**TASK LIST:**
a – For the text on port below, decide whether each statement agrees with it, answering yes or no and quoting the deciding words: (i) Taylor's was founded in 1692 by an Englishman named Job Bearsley; (ii) the grapes are harvested by machine; (iii) the traditional unit of volume for port, the pipe, holds 550 liters.
b – Using the text on port below, explain in one to three sentences why the English began adding brandy to the wine they sourced from Portugal.

**TEXT BLOCK:**
☆ ☆ ☆ ☆

Last Updated on January 24, 2017 by Fiona Maclean
Northern Portugal – Porto Part I – Port
For a while now I’ve been wanting to visit Northern Portugal. I have a real love for port so, apart from anything else, I wanted to learn more.
My recent trip took me to Guimarães and Braga and then on to Porto. And, although we received a fitting and warm welcome at the Sheraton Hotel in the form of a glass of port when we arrived, the trip was not just about port. I’ll be writing a little more about what else to do in Porto in a separate feature, despite an increasingly strong conviction that I could so easily just have taken up residence in the Port Houses on the south side of the Douro (I wonder if there’s such a thing as a Port House crawl?)
Port is a fortified wine with a curious origin; the result of an English boycott of French wines during the Napoleonic wars in the late 17th century. Rather than drink French wine, the English decided to source their wine from allies in Portugal – and in order to stabilise the fragile, still wine on the longer journey from Porto to England they started to add a little brandy. The result was port, a sweeter, fortified wine that has a higher alcohol level than the Claret it was meant to replace.
Porto is the second largest city in Portugal, on the estuary of the Douro. For centuries, the wine was brought downstream from the vineyards of the Douro to Porto and stored in the Port Houses of Vila Nova de Gaia, across the river from Oporto. And for centuries merchant ships would be loaded with casks of port for export to England. Now the market is broader and port is appreciated worldwide, though for many English people a glass of port is the only way to finish dinner.
Our first encounter of one of the Port Houses was a tour of the cellars at Taylor’s followed by a tasting of three of their Port Wines. Founded in 1692 by Job Bearsley from England, Taylor’s is still family owned and run.
We learnt that there are about 30 traditional port grape varieties, mostly red and all varieties that I’d never heard of before. Some of the better-known grapes include Touriga Francesa, Touriga Nacional, Tinta Roriz, Tinta Barroca, Tinta Amarela and Tinto Cao. Grapes are harvested by hand from September onward and put into huge granite tanks where, even today, they are trodden by foot.
Once the fermentation has turned about half the grape sugar into alcohol, the treading stops and the wine is run out into a vat. The wine is fortified by the addition of a clear grape spirit which stops the fermentation and preserves the sweetness of the grape.
The port is left at the Douro valley winery until early the following year when the casks are transported downstream to Vila Nova de Gaia so that they can mature in the cool cellars of the Port Houses. At Taylor’s we saw rows and rows of barrels, stacked neatly waiting to mature. And, we were fascinated by the curious white markings on each barrel. It turns out that it is all to do with capacity. The traditional unit of volume of port is a ‘pipe’ of 550 litres. Each pipe is made of of 22 ‘almudes’ and each almude of 12 canadas. The numbers in the ‘X’ indicate the capacity of each barrel – the one on the right would be (6×25) +550 litres, while the one on the left is smaller, (3×25)+(10×12)+550. Needless to say, there’s another way of explaining what each measure constitutes – to the Portuguese a canada is as much as a man can drink in a day, an almude the quantity a woman could carry on her head and a pipe as much as could be transported by an ox cart.

☆ ☆ ☆ ☆

**DATA SEGMENT:**
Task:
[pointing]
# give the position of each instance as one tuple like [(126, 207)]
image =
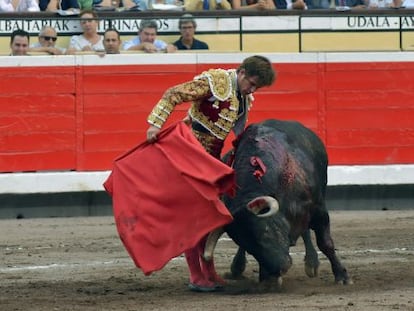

☆ ☆ ☆ ☆

**WORKED SOLUTIONS:**
a –
(i) Yes: "Founded in 1692 by Job Bearsley from England"
(ii) No: "Grapes are harvested by hand from September onward"
(iii) Yes: "The traditional unit of volume of port is a ‘pipe’ of 550 litres."

b – The English added brandy to stabilize the fragile, still wine on the longer journey from Porto to England. The result was port, a sweeter, fortified wine with a higher alcohol level than the Claret it was meant to replace.